**Instructions to follow**
Format every row below as a numbered list, skipping any blank lines and leaving the pictures out.

◇ ◇ ◇ ◇ ◇ ◇ ◇

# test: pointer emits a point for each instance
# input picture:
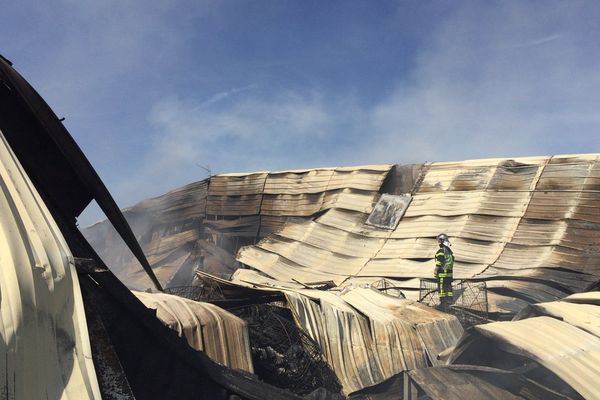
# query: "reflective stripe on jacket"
(444, 262)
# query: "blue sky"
(154, 90)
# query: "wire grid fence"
(283, 354)
(469, 303)
(204, 292)
(387, 287)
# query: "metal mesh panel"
(206, 292)
(469, 303)
(387, 287)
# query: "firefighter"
(444, 263)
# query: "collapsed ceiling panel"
(45, 349)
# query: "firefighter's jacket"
(444, 262)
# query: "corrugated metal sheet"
(478, 383)
(45, 345)
(206, 327)
(519, 218)
(367, 336)
(569, 352)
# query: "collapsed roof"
(55, 287)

◇ ◇ ◇ ◇ ◇ ◇ ◇

**In response**
1. # test: pointer emits a point for each instance
2. # input picture:
3. # query: "reflective stripe on jacket"
4. (444, 262)
5. # query: "blue sky"
6. (154, 90)
7. # query: "wire grid fence"
8. (283, 354)
9. (469, 303)
10. (204, 292)
11. (387, 287)
12. # query: "metal mesh panel"
13. (206, 292)
14. (469, 303)
15. (387, 287)
16. # query: "firefighter"
17. (444, 263)
18. # query: "collapsed ceiling panel"
19. (45, 349)
20. # query: "firefighter's jacket"
21. (444, 262)
22. # query: "corrugated metal sheet"
23. (478, 383)
24. (45, 345)
25. (206, 327)
26. (519, 218)
27. (367, 336)
28. (569, 352)
29. # query: "collapsed roof"
30. (55, 287)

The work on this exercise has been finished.